> _GOAL OF THE EXERCISE_
Only some lines are wanted. Transcribe, exactly, the lines below from the line with "Find every instance of white neck" up to and including the line with "Find every instance of moss".

Text-to-region grounding data:
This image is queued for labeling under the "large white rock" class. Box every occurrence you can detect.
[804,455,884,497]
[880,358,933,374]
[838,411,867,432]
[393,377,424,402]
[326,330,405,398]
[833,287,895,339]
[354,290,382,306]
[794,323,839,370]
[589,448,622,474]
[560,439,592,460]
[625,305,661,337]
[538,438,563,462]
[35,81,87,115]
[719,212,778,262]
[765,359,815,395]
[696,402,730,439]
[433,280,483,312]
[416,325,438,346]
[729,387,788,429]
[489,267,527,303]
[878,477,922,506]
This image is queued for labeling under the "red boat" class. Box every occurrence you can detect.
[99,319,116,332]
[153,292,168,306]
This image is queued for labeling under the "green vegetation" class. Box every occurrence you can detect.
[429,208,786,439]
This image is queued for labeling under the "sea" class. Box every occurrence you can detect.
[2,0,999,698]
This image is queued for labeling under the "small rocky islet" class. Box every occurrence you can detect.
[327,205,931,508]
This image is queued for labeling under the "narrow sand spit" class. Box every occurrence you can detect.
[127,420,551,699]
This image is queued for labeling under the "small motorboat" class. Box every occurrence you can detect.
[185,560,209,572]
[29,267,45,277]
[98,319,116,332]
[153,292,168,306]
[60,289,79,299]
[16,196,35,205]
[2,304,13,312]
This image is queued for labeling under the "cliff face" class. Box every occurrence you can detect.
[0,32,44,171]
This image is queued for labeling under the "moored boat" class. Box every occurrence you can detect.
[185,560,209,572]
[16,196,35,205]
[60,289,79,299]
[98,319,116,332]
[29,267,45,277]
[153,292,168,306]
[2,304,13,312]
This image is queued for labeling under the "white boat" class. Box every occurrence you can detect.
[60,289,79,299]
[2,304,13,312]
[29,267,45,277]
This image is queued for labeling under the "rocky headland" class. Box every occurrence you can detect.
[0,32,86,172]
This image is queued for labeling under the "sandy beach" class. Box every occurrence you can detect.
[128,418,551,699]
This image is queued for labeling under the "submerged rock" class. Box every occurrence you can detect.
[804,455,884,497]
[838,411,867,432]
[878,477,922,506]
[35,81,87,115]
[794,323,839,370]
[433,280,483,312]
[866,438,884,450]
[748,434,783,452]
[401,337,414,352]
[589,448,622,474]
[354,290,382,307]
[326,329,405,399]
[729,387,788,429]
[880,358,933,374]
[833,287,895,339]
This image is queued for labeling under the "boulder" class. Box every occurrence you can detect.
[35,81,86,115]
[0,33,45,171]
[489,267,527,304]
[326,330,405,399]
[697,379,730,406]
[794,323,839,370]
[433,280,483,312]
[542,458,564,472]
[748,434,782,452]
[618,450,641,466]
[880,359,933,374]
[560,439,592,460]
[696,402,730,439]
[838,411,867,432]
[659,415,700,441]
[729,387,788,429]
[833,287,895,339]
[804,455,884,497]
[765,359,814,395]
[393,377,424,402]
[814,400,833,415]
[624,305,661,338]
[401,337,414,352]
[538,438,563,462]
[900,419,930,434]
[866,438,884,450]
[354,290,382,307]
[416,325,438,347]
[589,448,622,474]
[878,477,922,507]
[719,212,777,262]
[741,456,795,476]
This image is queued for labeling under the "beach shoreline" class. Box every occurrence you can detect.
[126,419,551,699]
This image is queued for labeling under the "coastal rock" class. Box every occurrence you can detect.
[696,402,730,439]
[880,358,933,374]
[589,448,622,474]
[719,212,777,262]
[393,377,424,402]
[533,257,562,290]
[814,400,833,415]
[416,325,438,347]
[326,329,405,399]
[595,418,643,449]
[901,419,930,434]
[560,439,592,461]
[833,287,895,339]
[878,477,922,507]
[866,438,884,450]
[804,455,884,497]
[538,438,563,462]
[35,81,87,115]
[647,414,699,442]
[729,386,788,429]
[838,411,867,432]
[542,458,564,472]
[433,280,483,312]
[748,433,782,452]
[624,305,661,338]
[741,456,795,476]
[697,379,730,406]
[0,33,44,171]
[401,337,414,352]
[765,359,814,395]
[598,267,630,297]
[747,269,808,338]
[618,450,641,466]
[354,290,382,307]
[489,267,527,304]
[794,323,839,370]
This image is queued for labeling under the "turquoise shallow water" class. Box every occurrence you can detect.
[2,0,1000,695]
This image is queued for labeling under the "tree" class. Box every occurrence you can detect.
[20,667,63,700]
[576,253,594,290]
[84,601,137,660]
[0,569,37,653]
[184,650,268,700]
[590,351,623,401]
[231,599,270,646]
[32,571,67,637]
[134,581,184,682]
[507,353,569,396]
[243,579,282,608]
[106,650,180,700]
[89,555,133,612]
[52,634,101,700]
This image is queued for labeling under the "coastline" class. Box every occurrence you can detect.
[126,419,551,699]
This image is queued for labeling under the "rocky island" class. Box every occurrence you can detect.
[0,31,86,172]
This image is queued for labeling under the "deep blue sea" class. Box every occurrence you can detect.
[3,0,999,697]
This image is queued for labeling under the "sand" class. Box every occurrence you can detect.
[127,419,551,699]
* * *
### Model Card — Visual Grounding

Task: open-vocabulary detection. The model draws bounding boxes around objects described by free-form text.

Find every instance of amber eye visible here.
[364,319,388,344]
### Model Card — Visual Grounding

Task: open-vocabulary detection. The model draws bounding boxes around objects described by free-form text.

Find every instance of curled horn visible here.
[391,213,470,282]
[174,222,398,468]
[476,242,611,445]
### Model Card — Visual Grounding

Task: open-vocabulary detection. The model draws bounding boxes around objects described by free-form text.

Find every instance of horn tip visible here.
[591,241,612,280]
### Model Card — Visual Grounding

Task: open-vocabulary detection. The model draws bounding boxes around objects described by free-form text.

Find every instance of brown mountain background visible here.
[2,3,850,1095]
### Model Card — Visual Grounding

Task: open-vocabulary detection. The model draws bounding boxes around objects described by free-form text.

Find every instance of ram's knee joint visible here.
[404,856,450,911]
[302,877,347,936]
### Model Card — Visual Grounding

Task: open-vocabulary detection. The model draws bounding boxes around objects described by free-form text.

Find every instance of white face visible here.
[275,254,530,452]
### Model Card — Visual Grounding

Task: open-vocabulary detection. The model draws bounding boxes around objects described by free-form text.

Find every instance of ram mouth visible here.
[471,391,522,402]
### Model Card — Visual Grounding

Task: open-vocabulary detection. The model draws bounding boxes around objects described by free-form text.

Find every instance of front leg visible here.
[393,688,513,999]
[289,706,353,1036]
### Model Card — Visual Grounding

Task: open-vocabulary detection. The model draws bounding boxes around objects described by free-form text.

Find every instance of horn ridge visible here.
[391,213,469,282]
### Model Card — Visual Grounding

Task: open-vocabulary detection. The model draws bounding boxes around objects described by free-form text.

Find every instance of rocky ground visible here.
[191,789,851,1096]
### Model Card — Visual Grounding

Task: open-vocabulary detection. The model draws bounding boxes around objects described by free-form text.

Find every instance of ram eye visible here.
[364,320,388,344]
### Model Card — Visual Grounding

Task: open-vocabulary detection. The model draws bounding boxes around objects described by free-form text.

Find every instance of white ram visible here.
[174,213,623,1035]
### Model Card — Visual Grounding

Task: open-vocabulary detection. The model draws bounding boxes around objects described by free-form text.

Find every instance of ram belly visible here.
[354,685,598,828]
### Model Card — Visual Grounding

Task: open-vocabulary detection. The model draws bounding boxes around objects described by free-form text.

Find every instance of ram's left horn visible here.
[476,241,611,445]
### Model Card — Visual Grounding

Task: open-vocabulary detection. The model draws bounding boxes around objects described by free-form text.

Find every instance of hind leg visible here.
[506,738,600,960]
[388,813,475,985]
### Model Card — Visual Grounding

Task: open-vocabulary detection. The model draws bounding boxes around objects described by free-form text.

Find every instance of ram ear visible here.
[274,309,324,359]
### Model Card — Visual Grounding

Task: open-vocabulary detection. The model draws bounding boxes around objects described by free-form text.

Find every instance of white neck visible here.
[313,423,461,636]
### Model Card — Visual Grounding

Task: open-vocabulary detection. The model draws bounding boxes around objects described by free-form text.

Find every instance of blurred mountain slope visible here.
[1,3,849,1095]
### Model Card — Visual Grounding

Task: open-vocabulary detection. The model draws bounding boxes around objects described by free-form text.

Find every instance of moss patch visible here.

> _WORKED SOLUTION_
Find every instance of white neck visible here.
[313,423,461,636]
### Model Card — Visual Grounding

Task: open-vocabulary detection. The model draws bounding boxes around objects described by free-form text.

Find every instance of blurred mountain slope visible here.
[1,3,849,1095]
### Model Card — Visual Grounding

Task: open-vocabulary detection. The model draws bounding boxes around objects described by free-form text.

Find every instance of moss patch visible here.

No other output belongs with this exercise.